▸ Input records
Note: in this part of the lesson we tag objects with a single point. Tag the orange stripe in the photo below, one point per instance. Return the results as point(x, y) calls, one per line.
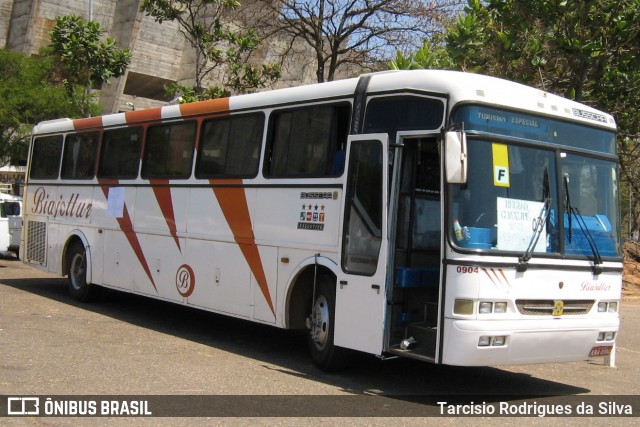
point(143, 115)
point(162, 192)
point(91, 122)
point(126, 225)
point(204, 107)
point(233, 202)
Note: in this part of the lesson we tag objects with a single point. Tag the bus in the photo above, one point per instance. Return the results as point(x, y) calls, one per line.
point(443, 216)
point(10, 222)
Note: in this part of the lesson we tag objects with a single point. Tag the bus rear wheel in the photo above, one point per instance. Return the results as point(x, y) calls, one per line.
point(321, 323)
point(77, 274)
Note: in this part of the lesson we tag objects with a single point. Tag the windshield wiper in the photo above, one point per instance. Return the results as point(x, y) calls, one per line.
point(597, 259)
point(523, 261)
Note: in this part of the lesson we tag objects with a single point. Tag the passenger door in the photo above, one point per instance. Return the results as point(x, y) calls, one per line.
point(360, 292)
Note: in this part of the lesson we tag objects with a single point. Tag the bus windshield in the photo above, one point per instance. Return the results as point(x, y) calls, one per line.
point(536, 186)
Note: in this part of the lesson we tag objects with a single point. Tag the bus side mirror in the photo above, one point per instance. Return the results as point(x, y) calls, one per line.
point(455, 152)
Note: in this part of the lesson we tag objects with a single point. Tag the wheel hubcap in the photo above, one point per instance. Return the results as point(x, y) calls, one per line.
point(77, 271)
point(320, 322)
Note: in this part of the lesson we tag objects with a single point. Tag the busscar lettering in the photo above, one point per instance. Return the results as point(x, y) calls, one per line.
point(65, 206)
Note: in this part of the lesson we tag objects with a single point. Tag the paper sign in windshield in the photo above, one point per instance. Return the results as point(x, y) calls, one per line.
point(517, 223)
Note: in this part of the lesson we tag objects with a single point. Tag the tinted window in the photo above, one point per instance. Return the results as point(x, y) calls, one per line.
point(392, 114)
point(45, 158)
point(168, 151)
point(120, 156)
point(230, 147)
point(309, 142)
point(79, 160)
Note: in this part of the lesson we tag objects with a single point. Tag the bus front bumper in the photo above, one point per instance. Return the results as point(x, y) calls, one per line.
point(512, 342)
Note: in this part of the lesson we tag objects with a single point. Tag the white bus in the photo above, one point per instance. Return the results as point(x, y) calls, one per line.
point(10, 223)
point(448, 217)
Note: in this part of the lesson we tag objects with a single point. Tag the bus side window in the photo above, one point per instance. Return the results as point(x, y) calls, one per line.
point(120, 154)
point(79, 159)
point(308, 142)
point(230, 147)
point(168, 151)
point(45, 158)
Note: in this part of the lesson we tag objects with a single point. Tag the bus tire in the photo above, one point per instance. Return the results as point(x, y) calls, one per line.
point(324, 353)
point(79, 289)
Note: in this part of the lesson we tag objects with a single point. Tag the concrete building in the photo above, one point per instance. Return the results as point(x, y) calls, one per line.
point(161, 54)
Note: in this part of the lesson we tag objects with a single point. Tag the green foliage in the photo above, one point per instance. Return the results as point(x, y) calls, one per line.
point(28, 97)
point(587, 50)
point(431, 55)
point(85, 58)
point(217, 46)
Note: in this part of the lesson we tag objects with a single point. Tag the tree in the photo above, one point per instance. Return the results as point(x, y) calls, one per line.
point(586, 50)
point(85, 58)
point(351, 35)
point(218, 45)
point(28, 97)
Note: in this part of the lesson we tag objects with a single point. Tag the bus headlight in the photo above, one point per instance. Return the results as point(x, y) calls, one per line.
point(493, 341)
point(463, 306)
point(606, 336)
point(608, 307)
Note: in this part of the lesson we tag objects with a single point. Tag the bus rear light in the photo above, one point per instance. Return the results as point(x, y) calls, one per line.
point(493, 341)
point(487, 307)
point(463, 306)
point(606, 336)
point(500, 307)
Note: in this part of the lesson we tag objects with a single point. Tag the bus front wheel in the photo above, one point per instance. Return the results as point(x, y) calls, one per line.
point(77, 274)
point(321, 323)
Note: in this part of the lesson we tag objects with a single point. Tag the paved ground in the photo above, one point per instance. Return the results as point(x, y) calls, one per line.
point(128, 345)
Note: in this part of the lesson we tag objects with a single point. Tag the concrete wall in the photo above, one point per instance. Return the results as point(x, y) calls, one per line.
point(161, 54)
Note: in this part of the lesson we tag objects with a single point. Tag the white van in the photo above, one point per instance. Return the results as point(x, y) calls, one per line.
point(10, 223)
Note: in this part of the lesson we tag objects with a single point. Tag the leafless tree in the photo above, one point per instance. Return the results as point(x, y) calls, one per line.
point(343, 37)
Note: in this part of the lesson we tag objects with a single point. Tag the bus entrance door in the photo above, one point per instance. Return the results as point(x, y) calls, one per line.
point(413, 319)
point(360, 289)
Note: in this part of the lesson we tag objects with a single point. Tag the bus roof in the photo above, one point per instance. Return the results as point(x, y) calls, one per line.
point(459, 87)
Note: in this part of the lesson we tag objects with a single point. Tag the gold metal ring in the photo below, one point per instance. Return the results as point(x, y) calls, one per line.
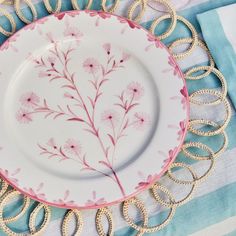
point(76, 6)
point(66, 220)
point(172, 15)
point(49, 7)
point(203, 46)
point(218, 100)
point(100, 213)
point(32, 220)
point(220, 128)
point(141, 207)
point(12, 22)
point(19, 11)
point(10, 195)
point(216, 154)
point(112, 8)
point(133, 6)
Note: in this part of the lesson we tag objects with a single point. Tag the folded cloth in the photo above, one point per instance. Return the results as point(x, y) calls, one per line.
point(219, 32)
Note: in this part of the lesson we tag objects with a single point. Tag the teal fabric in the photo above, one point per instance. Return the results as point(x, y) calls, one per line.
point(193, 216)
point(217, 42)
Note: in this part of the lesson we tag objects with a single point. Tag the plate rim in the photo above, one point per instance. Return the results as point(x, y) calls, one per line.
point(156, 178)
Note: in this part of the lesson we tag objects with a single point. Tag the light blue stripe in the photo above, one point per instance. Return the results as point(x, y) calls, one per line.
point(180, 218)
point(191, 13)
point(221, 49)
point(232, 233)
point(198, 214)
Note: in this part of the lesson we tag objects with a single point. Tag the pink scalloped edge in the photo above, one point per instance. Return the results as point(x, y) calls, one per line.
point(157, 176)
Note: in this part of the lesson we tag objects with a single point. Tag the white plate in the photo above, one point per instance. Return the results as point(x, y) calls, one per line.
point(93, 109)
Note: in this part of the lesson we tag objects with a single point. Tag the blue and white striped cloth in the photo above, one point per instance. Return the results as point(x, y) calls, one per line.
point(212, 211)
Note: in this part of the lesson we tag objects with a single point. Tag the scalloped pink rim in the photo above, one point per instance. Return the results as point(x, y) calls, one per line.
point(139, 190)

▸ What is asked
Revise the data above by replacing "in this part of the lesson" with "in this section of the lesson" throughout and keeping everything else the same. Leave the pictures out of your answer.

▸ Solved problem
Note: in this section of the lesson we tag objects with a single point. Tag the orange stripe in the photo below, one point per instance. Return the results as point(x, y) calls, one per line.
point(143, 115)
point(162, 192)
point(91, 122)
point(126, 225)
point(204, 107)
point(233, 202)
Note: in this section of the lesson we tag objects with a single point. Tag the bus in the photo above, one point per instance. Return the results as point(x, y) calls, one per line.
point(443, 216)
point(10, 222)
Note: in this section of the lesson we tag objects with a single point. Tag the bus rear wheel in the photo above, one point per instance. Return the results as point(x, y) calls, one per line.
point(321, 323)
point(77, 274)
Note: in this section of the lesson we tag objects with a single point. Tag the windshield wiper in the photo above, one point per instance. Return the results as point(x, y) calls, one per line.
point(597, 259)
point(523, 261)
Note: in this section of the lesson we tag objects with a single point. Tag the passenger door in the photo above, one point per instance. Return the results as point(x, y) calls, one per line.
point(360, 292)
Note: in this section of the lesson we tag objects with a single point. Tag the bus windshield in the photo above, one point per instance. Return the results as point(x, y) calls, one per line.
point(536, 186)
Note: in this section of the lesson we tag objects with a single point. Tag the bus side mirror in the photo above, one point per instance. Return the results as point(x, y) calls, one per line.
point(455, 152)
Note: in this section of the lesson we tag objects with a single point. Tag the wheel hubcap in the photo above, one point per instance. Return the results as point(x, y) calls, one per line.
point(77, 271)
point(320, 322)
Note: in this section of the lesson we tag objects with a single point. Tag the busscar lettering in the photo above, one point per instance. Return the results as point(x, y) calls, one per line.
point(65, 206)
Note: in this section of the lesson we tag objects with a single point. Tag the paper sign in windshield in the photo above, one point per instance. Return the results as point(x, y) calls, one per line.
point(517, 223)
Note: in this section of the lesson we tag objects with a single point. Tag the tinted window in the photo above, one point per instance. Return the results as point(x, y) calls, one per line.
point(392, 114)
point(45, 158)
point(168, 151)
point(120, 156)
point(230, 147)
point(309, 142)
point(79, 160)
Note: in this section of the lesson we tag objects with a single point. Tag the bus front bumper in the photo above, one point per instance. Return the results as point(x, y) calls, one per line.
point(512, 342)
Note: in this section of the lesson we tag objects with a single point. Tag the white bus in the photo above, one point per instance. Return the results as point(x, y) calls, one per line.
point(10, 223)
point(448, 217)
Note: in this section of the lesson we tag objects with a single point. Tag the bus side window in the photo above, one point per instance. Return the results as point(x, y) calls, one per line.
point(120, 154)
point(79, 159)
point(308, 142)
point(230, 147)
point(168, 151)
point(45, 158)
Note: in this section of the lesson we tag objects with a single point. Tag the bus tire in the photo above, one point per instance. Return the results as point(x, y) calls, one per line.
point(324, 353)
point(79, 289)
Note: in this section of the lesson we tag objects with a single point. Tag the concrete building in the photo above, one point per instance. Return the results as point(x, y) calls, one per line.
point(161, 54)
Note: in this section of the lesson we tag objects with a single point. Tag the green foliage in the photo above, one point per instance. Return the results as point(x, y) calls, one per line.
point(28, 97)
point(587, 50)
point(431, 55)
point(85, 58)
point(217, 46)
Note: in this section of the lesson we tag objects with a single point. Tag the tree in the photo above, one point per instance. Return the results as point(x, y) calls, one per line.
point(586, 50)
point(85, 58)
point(351, 35)
point(218, 45)
point(28, 97)
Note: in this section of the lesson we tag objects with a single point. Tag the bus headlight in the photo above, one point per instance. Return the results as point(x, y) calls, one per line.
point(493, 341)
point(463, 306)
point(606, 336)
point(608, 307)
Note: in this section of the lesson we tag objects with a single point. Tag the bus rear light in the photo above, one point per instance. Return the results as point(x, y) calls, one per line.
point(493, 341)
point(487, 307)
point(463, 306)
point(606, 336)
point(500, 307)
Note: in this section of the lesson we tag objects with a single point. Tag the bus front wheel in the photo above, one point per instance. Return the results as point(x, y) calls, one per line.
point(77, 274)
point(321, 323)
Note: in this section of the lesson we tag objects with a single point. Tag the paved ground in the photo above, one point per instance. Return the results as point(x, y) calls, one per line.
point(128, 345)
Note: in this section of the lesson we tag objects with a single point. Tag the concrete wall in the photo above, one point per instance. Return the results as point(x, y) calls, one per line.
point(161, 54)
Note: in this section of the lesson we tag objects with a single point. Tag the white van in the photo above, one point per instance. Return the results as point(x, y) calls, one per line.
point(10, 223)
Note: in this section of the lesson we tag objects with a single point. Tag the leafless tree in the photo above, one point per instance. Return the results as point(x, y) calls, one per line.
point(343, 37)
Note: in this section of the lesson we tag objects with a single point. Tag the bus entrance door in the photo above, one point per instance. Return the results as point(x, y) calls, one per line.
point(413, 319)
point(360, 289)
Note: in this section of the lesson we tag objects with a single point. Tag the bus roof in the photo above, one point per instance. Return the results as point(x, y) calls, one per line.
point(459, 87)
Note: in this section of the lesson we tag objects with a single point. Tag the gold metal ring in the photo below, one point per instance. Return the results as point(x, y) calls, one per line.
point(76, 6)
point(66, 220)
point(172, 15)
point(49, 7)
point(203, 46)
point(218, 100)
point(100, 213)
point(32, 220)
point(220, 128)
point(141, 207)
point(12, 22)
point(19, 11)
point(10, 195)
point(216, 154)
point(112, 8)
point(133, 6)
Note: in this section of the lesson we tag objects with a single point. Tag the folded cloth in the photo above, one point per instance. Return the results as point(x, y) calls, one per line.
point(219, 32)
Note: in this section of the lesson we tag objects with a single point. Tag the teal fabric in the photo above, one point per instance. Return the results as point(x, y) calls, one per line.
point(193, 216)
point(217, 42)
Note: in this section of the lesson we tag objects with a single point. Tag the plate rim in the photo above, one point per instance. Return the results as point(x, y) calls, one per line.
point(156, 178)
Note: in this section of the lesson we tag objects with a single point. Tag the light blue stripe in the photo above, one point per instance. Return the results as point(x, y) calls, one per line.
point(180, 218)
point(191, 13)
point(221, 49)
point(232, 233)
point(198, 214)
Note: in this section of the lesson we tag objects with a single point. Tag the pink scalloped edge in the photo above, one point per instance. Return the results as point(x, y) calls, one per line.
point(157, 176)
Note: in this section of the lesson we tag objects with a single point. Tag the white plate in the photo above, one point per instance. Return the results as point(x, y) calls, one per line.
point(93, 109)
Note: in this section of the lesson we tag objects with a single point. Tag the blue and white striped cloth in the photo above, one point per instance. Return the results as point(x, y) calls, one per line.
point(212, 211)
Note: in this section of the lesson we tag objects with a single point. Tag the scalloped pink rim in the photo above, one point per instance. Return the results as point(x, y) calls, one per line.
point(139, 190)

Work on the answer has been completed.